**WHAT YOU ARE ASKED TO DO**: Beginning with the line that mentions "Target: calm sea water", reproduce every line through the last line of the entries, exactly, and only those.

□ □ □ □ □

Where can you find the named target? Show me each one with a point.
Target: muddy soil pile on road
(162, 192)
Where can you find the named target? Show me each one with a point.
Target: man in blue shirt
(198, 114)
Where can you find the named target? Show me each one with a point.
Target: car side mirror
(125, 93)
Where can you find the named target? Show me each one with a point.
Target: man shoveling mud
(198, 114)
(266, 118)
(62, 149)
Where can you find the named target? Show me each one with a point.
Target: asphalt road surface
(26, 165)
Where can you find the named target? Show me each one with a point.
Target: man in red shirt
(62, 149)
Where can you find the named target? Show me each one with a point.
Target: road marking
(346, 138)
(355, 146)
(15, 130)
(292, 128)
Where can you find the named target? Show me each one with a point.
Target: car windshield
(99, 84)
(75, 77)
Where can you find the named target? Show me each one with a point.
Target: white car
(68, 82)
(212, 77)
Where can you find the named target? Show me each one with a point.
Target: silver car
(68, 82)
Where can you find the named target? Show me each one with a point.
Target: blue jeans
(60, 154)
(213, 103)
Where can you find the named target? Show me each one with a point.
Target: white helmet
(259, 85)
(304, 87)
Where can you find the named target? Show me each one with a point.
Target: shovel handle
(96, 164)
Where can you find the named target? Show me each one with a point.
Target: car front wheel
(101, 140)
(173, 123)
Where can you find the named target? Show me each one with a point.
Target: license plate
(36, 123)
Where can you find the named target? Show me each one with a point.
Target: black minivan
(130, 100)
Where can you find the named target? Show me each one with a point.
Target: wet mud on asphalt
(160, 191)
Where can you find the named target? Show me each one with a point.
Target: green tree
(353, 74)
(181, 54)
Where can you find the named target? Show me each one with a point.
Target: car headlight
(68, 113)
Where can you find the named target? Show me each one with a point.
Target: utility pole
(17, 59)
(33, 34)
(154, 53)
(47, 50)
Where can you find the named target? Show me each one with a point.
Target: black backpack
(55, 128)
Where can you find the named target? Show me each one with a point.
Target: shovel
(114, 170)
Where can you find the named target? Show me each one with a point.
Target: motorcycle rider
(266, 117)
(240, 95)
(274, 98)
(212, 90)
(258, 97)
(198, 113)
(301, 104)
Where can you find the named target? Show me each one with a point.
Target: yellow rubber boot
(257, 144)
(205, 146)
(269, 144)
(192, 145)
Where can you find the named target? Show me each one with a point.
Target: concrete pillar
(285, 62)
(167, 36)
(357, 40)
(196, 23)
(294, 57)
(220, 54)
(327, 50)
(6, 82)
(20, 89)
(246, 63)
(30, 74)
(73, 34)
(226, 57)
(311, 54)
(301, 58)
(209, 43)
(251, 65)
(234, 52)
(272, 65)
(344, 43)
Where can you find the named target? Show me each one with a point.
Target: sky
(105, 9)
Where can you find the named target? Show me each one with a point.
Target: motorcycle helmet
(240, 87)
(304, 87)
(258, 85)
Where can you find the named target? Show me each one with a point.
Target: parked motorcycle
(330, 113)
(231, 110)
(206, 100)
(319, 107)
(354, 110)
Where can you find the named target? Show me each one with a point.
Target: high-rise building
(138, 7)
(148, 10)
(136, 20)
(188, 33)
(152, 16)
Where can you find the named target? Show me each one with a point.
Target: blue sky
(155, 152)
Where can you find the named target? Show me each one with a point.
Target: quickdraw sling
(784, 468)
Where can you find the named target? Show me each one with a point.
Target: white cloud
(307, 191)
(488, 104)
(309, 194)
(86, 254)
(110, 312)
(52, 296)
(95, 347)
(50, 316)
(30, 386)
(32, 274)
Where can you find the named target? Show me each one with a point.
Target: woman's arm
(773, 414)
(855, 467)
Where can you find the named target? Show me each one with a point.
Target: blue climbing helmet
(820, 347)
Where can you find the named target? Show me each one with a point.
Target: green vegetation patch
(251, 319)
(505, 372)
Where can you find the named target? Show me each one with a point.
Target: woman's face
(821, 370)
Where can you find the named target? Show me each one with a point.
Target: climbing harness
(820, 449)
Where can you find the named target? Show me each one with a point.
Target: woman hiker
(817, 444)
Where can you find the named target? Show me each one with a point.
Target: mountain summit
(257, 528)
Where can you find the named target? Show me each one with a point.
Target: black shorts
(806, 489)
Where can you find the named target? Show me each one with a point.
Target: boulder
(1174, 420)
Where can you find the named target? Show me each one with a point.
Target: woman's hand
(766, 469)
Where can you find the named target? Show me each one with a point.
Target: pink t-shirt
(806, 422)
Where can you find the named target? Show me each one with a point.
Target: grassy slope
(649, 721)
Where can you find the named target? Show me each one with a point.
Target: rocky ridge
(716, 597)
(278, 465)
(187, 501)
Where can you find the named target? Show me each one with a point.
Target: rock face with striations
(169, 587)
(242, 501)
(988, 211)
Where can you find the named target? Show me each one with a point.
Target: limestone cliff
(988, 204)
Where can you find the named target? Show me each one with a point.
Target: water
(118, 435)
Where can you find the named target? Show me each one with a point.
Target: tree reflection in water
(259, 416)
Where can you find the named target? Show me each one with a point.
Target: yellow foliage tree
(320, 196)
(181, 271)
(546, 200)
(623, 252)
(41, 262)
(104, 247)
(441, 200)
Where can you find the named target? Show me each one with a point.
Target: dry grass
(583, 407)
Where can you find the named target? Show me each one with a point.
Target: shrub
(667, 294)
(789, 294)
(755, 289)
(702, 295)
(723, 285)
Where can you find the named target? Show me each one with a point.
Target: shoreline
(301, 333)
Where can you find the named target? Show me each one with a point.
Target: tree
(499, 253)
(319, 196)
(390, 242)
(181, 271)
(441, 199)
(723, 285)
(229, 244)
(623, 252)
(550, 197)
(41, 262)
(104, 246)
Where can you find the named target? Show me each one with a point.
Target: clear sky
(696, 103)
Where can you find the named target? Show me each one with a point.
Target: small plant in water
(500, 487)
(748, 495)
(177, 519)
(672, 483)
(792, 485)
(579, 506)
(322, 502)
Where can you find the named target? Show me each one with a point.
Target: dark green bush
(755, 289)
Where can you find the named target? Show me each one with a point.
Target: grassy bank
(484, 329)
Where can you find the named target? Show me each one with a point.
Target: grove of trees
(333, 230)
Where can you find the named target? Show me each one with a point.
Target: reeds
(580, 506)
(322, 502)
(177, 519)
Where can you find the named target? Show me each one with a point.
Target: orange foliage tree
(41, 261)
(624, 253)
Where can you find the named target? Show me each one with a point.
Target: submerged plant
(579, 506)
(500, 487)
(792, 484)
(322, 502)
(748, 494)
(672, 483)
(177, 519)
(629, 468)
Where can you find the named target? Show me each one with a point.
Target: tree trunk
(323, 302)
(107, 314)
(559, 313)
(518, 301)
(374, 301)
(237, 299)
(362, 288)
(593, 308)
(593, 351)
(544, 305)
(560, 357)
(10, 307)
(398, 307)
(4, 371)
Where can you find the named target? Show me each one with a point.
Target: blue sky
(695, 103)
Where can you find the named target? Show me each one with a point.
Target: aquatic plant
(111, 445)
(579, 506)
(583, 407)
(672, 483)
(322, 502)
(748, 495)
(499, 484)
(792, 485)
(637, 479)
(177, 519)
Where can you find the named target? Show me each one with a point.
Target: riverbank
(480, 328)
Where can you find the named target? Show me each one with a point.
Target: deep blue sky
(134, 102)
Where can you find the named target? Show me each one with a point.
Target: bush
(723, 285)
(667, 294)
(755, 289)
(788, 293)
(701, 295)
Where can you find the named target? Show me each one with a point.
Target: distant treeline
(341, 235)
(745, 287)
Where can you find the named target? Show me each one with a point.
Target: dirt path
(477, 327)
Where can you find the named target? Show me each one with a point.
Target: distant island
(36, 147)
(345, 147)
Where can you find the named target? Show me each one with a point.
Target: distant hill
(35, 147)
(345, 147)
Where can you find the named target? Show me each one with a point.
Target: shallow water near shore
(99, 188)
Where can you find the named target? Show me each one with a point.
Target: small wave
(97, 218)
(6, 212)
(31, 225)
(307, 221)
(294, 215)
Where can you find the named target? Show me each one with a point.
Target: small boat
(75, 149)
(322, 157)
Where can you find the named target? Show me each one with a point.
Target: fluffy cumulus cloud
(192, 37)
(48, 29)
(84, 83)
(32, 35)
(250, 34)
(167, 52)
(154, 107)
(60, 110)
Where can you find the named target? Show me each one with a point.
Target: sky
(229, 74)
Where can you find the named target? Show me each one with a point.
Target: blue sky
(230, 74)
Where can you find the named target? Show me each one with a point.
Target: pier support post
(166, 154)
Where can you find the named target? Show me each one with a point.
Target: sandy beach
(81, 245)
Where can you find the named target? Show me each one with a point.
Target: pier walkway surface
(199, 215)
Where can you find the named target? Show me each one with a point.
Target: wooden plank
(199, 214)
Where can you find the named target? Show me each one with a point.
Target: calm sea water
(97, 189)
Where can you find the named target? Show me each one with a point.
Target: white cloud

□ □ □ □ □

**YOUR RESPONSE**:
Target: calm sea water
(97, 189)
Where can you find the named target? Show me each one with a point.
Target: white cloud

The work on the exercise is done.